Almost heaven … definitely Mars.
NASA’s “Perseverance” rover successfully touched down on The Red Planet’s surface Thursday afternoon.
The space agency is now hoping for an equally successful 10-year mission of soil drilling and rock gathering to determine the ancient origins of the planet that floats fourth from the Sun in our universe.
Mars has long captured the collective imagination of scientists and science-fiction writers alike.
Named for the Roman god of war, the planet is believed to have harbored water 4 billion years ago, as borne out by telescopes and previous rover missions.
That’s what all those rocks and soil samples will be about.
“Percy,” as the rover is affectionately known set down in at Jezero Crater, which scientists say was once a lake, given the delta makeup of its surrounding topography.
Even at its closest point, Mars still floats 38.6 million miles from the planet we call home.
Thank West Virginia, in part, for helping it get there.
Specifically, NASA’s Katherine Johnson IV&V research facility in South Fairmont.

**INFORMATION PROVIDED:**
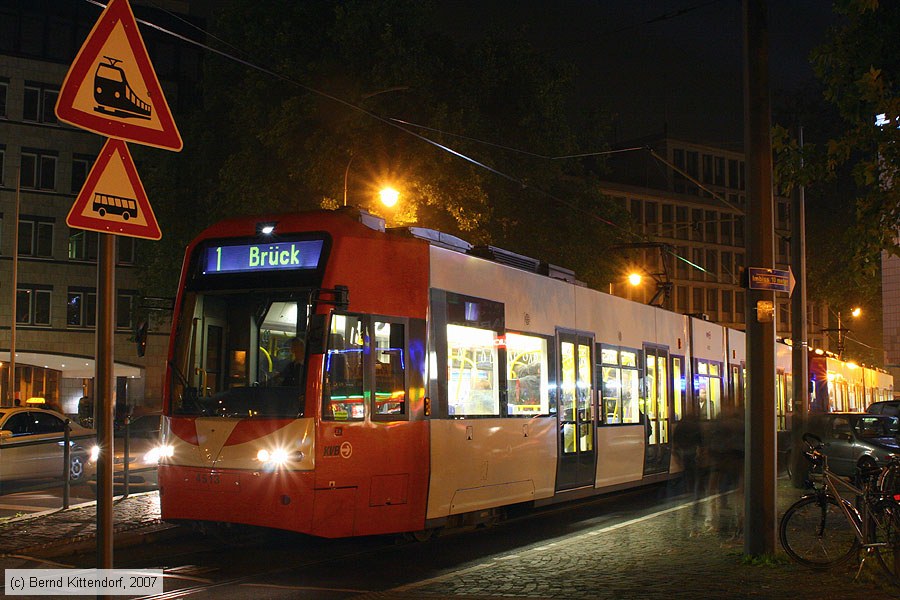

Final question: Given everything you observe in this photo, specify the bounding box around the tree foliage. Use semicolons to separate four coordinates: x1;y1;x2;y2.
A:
144;0;622;294
792;0;900;268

**WHAT THE TASK ASKS:** Please carry on the article about the Perseverance rover landing on Mars, starting right after its last sentence.

**RESULT:**
The “Four and Five,” as it also known, given the Roman numeral resemblance of its name, is where all the software that makes mission go is tested out.
That’s what Independent Verification and Validation is, in agency parlance.
All the components are configured, gone over and tested.
Then, they’re configured, gone over and tested again.
That’s so they’ll do exactly what they’re supposed to do, so they’ll achieve that all-important measure of “warm, fuzzy,” as the engineers say.
Researchers in Fairmont worked for six years on the mission doing just that, in fact.
It took Josh Revels about a weekend to mimic, in computer code what Percy will doing for the next 10 years in Martian climes.
Revels is an education outreach specialist at the Four and Five, presented the exercise as a part of an online event hosted by the facility to go in tandem with the touch-down.
Elementary and middle school students from across West Virginia and western Pennsylvania tapped in remotely for their version of the mission, using the rudiments of computer code.
As in the actual mission, it took complex coding to make sure the rover could slow its roll from 12,000 miles an hour to a safer, more space-sedate 2 mph – when it came time to enter the atmosphere of Mars.
Coding is the high-tech equivalent of a circus performer in the center ring, with a lion, a chair and a whip.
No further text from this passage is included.